=== LISTED ENTRIES ===
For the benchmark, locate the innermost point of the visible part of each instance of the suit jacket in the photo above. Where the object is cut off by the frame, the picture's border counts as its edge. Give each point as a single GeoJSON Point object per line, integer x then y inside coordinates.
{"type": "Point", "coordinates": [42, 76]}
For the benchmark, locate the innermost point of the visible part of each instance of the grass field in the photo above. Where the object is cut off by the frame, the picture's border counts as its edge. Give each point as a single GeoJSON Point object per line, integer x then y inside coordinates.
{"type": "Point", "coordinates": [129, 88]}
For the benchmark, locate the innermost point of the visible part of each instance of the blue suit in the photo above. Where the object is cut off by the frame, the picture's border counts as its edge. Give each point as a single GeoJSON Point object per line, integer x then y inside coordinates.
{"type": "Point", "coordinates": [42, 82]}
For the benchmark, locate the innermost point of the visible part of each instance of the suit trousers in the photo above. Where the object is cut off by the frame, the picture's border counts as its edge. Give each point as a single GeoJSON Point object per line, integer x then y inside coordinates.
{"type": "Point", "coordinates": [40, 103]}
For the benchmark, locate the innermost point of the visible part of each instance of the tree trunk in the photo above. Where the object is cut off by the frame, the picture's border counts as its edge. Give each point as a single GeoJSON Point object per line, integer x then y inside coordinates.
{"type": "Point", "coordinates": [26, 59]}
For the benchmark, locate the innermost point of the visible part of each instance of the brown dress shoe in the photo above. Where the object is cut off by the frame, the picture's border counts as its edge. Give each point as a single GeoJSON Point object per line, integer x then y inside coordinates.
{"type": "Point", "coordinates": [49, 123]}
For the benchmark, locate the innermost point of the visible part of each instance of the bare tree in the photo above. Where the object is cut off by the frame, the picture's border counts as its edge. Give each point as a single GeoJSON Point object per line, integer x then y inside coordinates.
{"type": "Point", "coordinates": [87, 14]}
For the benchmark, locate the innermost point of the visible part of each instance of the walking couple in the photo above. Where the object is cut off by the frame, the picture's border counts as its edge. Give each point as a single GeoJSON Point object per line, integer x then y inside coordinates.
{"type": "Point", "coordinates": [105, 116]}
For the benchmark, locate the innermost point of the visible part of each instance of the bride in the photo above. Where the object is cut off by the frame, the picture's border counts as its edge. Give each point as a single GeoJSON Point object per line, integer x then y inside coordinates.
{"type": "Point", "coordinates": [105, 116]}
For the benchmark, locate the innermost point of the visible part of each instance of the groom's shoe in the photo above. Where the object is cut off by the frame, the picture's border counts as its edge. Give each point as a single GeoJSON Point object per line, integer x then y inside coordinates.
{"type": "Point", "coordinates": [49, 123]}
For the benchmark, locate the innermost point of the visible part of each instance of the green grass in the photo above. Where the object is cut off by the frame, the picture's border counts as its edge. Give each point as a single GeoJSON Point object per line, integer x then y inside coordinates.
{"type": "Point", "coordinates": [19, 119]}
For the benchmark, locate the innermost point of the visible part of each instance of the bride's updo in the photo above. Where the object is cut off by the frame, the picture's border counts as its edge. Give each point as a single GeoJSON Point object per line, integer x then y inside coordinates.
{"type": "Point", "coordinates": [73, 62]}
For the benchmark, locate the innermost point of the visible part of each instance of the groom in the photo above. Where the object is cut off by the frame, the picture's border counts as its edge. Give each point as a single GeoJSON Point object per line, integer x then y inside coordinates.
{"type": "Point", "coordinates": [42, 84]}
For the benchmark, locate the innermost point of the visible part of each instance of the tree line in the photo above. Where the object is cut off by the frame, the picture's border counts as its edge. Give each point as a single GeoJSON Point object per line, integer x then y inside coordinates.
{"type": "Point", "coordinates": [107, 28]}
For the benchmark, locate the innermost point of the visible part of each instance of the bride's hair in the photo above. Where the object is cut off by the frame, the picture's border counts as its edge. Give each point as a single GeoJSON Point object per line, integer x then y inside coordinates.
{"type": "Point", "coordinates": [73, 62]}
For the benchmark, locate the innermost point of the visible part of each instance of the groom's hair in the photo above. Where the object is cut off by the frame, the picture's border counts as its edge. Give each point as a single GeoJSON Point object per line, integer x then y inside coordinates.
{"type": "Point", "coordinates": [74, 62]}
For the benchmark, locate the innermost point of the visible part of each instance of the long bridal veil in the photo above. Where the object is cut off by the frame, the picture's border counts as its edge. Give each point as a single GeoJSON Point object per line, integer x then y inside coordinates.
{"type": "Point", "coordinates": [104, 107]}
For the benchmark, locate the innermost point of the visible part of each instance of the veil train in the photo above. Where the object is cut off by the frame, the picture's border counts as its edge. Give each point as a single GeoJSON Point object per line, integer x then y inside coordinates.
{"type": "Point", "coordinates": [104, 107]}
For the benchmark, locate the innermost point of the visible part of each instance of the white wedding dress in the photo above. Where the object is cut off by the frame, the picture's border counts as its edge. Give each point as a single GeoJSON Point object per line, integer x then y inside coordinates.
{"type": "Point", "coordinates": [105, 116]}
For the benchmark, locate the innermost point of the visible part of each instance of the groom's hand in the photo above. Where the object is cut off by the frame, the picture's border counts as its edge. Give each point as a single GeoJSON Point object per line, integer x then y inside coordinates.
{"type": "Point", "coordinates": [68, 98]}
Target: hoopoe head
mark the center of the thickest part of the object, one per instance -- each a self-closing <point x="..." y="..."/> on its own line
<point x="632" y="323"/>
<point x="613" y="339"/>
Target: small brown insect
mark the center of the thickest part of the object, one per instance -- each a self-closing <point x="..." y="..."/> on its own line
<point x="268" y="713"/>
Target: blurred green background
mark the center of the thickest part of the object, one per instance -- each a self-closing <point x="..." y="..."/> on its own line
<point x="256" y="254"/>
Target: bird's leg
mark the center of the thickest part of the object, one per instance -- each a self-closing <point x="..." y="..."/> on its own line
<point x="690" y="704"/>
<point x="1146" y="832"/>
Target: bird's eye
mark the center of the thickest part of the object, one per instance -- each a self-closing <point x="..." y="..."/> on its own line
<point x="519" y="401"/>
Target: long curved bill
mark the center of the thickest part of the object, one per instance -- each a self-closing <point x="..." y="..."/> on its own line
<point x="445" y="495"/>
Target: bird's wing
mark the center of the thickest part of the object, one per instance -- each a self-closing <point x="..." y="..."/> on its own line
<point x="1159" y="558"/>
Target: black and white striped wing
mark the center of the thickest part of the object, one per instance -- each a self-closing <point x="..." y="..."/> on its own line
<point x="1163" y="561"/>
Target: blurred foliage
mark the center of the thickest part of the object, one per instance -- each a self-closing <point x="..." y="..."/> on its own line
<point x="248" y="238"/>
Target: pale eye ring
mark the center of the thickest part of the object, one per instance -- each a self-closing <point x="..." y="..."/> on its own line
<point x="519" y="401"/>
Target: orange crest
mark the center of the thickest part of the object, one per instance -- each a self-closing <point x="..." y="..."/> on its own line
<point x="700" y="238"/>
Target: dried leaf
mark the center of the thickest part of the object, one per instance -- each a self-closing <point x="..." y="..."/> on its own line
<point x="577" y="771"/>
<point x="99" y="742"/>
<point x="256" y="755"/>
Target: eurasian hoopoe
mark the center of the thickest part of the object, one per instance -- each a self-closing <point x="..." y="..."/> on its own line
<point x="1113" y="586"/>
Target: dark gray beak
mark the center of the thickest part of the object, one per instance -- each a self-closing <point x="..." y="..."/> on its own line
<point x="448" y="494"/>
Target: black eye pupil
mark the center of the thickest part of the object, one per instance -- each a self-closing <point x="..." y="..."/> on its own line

=== WRITTEN PROBLEM ===
Please rewrite all the entries above, switching "innermost point" to "most central point" wherever it occurs and leaving everything else unchanged.

=== FINAL ANSWER ===
For the benchmark, locate the most central point of the visible part of each instance of the suit jacket in the photo above. Where the object is cut off by the frame, the picture's border counts as its edge. Give each point as a single GeoJSON Point object per line, integer x then y inside coordinates.
{"type": "Point", "coordinates": [42, 76]}
For the benchmark, locate the most central point of the visible part of each instance of the grass field in the photo above. Where the object is cut off by the frame, the picture's border counts as its edge. Give each point as a single GeoJSON Point object per line, integer x then y inside coordinates.
{"type": "Point", "coordinates": [129, 88]}
For the benchmark, locate the most central point of the visible part of each instance of the blue suit in the photo above. Where the object is cut off by the frame, the picture's border counts as its edge. Give each point as a single GeoJSON Point object per line, integer x then y inside coordinates.
{"type": "Point", "coordinates": [42, 82]}
For the benchmark, locate the most central point of the visible part of each instance of the suit trousers in the photo above. Where the object is cut off by the frame, the picture's border counts as its edge. Give each point as a single GeoJSON Point object per line, integer x then y inside coordinates.
{"type": "Point", "coordinates": [40, 103]}
For the benchmark, locate the most central point of the visible part of each instance of the tree trunk in the photo above. Where the object is cut off by the frame, the picture's border counts as its edge. Give each point as a single GeoJSON Point object per line, integer x then y inside coordinates.
{"type": "Point", "coordinates": [26, 59]}
For the benchmark, locate the most central point of the visible part of each instance of the brown dress shoe in the photo above. Where the object is cut off by the frame, the picture's border counts as its edge. Give each point as a single GeoJSON Point object per line, integer x then y inside coordinates.
{"type": "Point", "coordinates": [49, 123]}
For the benchmark, locate the most central point of the visible part of each instance of the bare tree in the photo above. Where the object is cut off by the frame, the picture's border counts as its edge. Give each point as a single GeoJSON Point object per line, integer x then y inside coordinates.
{"type": "Point", "coordinates": [87, 14]}
For the benchmark, locate the most central point of the visible part of each instance of the walking couple in the photo above. Where the object is cut off by the frame, the picture's border counts as its edge. Give each point as a single GeoJSON Point object per line, integer x then y inside coordinates.
{"type": "Point", "coordinates": [105, 116]}
For the benchmark, locate the most central point of the visible part of each instance of the bride in the photo above. Where the object is cut off by the frame, the picture's border counts as its edge. Give each point as a single GeoJSON Point object per line, integer x then y inside coordinates.
{"type": "Point", "coordinates": [105, 116]}
For the benchmark, locate the most central point of the visible part of each instance of the groom's shoe in the photo above. Where the object is cut off by the frame, the picture's border counts as its edge. Give each point as a single GeoJSON Point object per line, integer x then y inside coordinates.
{"type": "Point", "coordinates": [49, 123]}
For the benchmark, locate the most central point of the visible part of each instance of the green grass in the photo above. Where the object is cut off by the frame, the picture's border counts as its edge. Give each point as a single GeoJSON Point object per line, integer x then y inside coordinates.
{"type": "Point", "coordinates": [19, 119]}
For the benchmark, locate the most central point of the visible part of each instance of the bride's updo in the photo above. Where the object is cut off by the frame, the picture's border counts as its edge. Give each point as a single GeoJSON Point object per line, integer x then y inside coordinates.
{"type": "Point", "coordinates": [73, 62]}
For the benchmark, locate the most central point of the visible part of each instance of the groom in the photo above. Where the object is cut off by the frame, the picture's border counts as its edge. Give each point as a single GeoJSON Point object per line, integer x then y inside coordinates.
{"type": "Point", "coordinates": [42, 84]}
For the benchmark, locate the most central point of the visible part of each instance of the tree line in the photo above. Where the object is cut off by the frame, the picture's border counts as its edge. Give each point as a single GeoJSON Point object per line, integer x then y inside coordinates.
{"type": "Point", "coordinates": [107, 28]}
For the benchmark, locate the most central point of the visible part of each instance of the bride's hair in the photo above. Where the object is cut off by the frame, the picture's border counts as its edge. Give each point as a single GeoJSON Point object per line, integer x then y inside coordinates.
{"type": "Point", "coordinates": [73, 62]}
For the benchmark, locate the most central point of the visible part of each instance of the groom's hair in the photo above. Where the object is cut off by the frame, the picture's border counts as its edge. Give each point as a single GeoJSON Point object per line, integer x then y inside coordinates.
{"type": "Point", "coordinates": [74, 62]}
For the benchmark, locate the most central point of the visible part of each instance of the long bridal veil in the photo above. Where the object is cut off by the frame, the picture's border counts as its edge. Give each point as a single GeoJSON Point object per line, integer x then y inside coordinates.
{"type": "Point", "coordinates": [104, 107]}
For the benchmark, locate the most central point of the visible part of each instance of the veil train in the photo above. Where the object is cut off by the frame, the picture's border counts as its edge. Give each point as a single GeoJSON Point object per line, integer x then y inside coordinates.
{"type": "Point", "coordinates": [104, 107]}
For the benchmark, locate the most central point of the visible part of each instance of the white wedding dress in the photo above. Where the object is cut off by the frame, the picture's border counts as its edge. Give each point as a single GeoJSON Point object per line, integer x then y inside coordinates.
{"type": "Point", "coordinates": [105, 116]}
For the benchmark, locate the most central point of the visible part of each instance of the groom's hand in the photo above. Where the object is cut off by the frame, the picture's border counts as its edge. Give each point as a single GeoJSON Point object per line, integer x then y inside coordinates.
{"type": "Point", "coordinates": [68, 98]}
Target: hoopoe head
mark the center of the thickest part of the object, one per instance -- each a self-closing <point x="..." y="..."/> on its own line
<point x="632" y="323"/>
<point x="613" y="339"/>
Target: small brown insect
mark the center of the thickest part of the object, one per instance -- each a self-closing <point x="..." y="..."/> on its own line
<point x="268" y="713"/>
Target: blurred green background
mark the center of the thickest part of the object, one per instance -- each a self-closing <point x="..." y="..."/> on its own line
<point x="256" y="254"/>
Target: bird's leg
mark the center of the thickest part of the object, one per instance -- each a self-closing <point x="..." y="..."/> on its own line
<point x="690" y="704"/>
<point x="1146" y="832"/>
Target: bird's eye
mark the center of the thickest part of the object, one per instance -- each a self-closing <point x="..." y="..."/> on its own line
<point x="519" y="401"/>
Target: long curved bill
mark the center of the thickest part of the object, one per instance -- each a self-closing <point x="..." y="..."/> on its own line
<point x="445" y="495"/>
Target: bird's wing
mark the center of the thickest part of the object, one per instance -- each a self-closing <point x="..." y="..."/> on its own line
<point x="1159" y="558"/>
Target: black and white striped wing
mark the center of the thickest part of the object, one per instance -- each a self-closing <point x="..." y="..."/> on its own line
<point x="1163" y="561"/>
Target: blurred foliage
mark the center of the thickest part of the object, one per instance -- each a self-closing <point x="..." y="..."/> on its own line
<point x="248" y="238"/>
Target: pale eye ring
mark the center of the thickest part of the object, one per instance -- each a self-closing <point x="..." y="..."/> on its own line
<point x="519" y="401"/>
Target: orange crest
mark the center of the thickest part of the object, one per instance -- each a self-closing <point x="..." y="..."/> on its own line
<point x="700" y="238"/>
Target: dried leaf
mark the center of the thickest part of the object, one per instance -- each a self-closing <point x="..." y="..."/> on its own line
<point x="577" y="771"/>
<point x="99" y="742"/>
<point x="256" y="755"/>
Target: eurasian hoopoe
mark the center of the thickest part of the object, one per instance -- each a self-closing <point x="..." y="..."/> on its own line
<point x="1113" y="586"/>
Target: dark gray beak
mark the center of the thickest part of the object, one per instance -- each a self-closing <point x="..." y="..."/> on its own line
<point x="448" y="494"/>
Target: black eye pupil
mark the center of the thickest part of the object, one per instance -- each a self-closing <point x="..." y="..."/> on its own line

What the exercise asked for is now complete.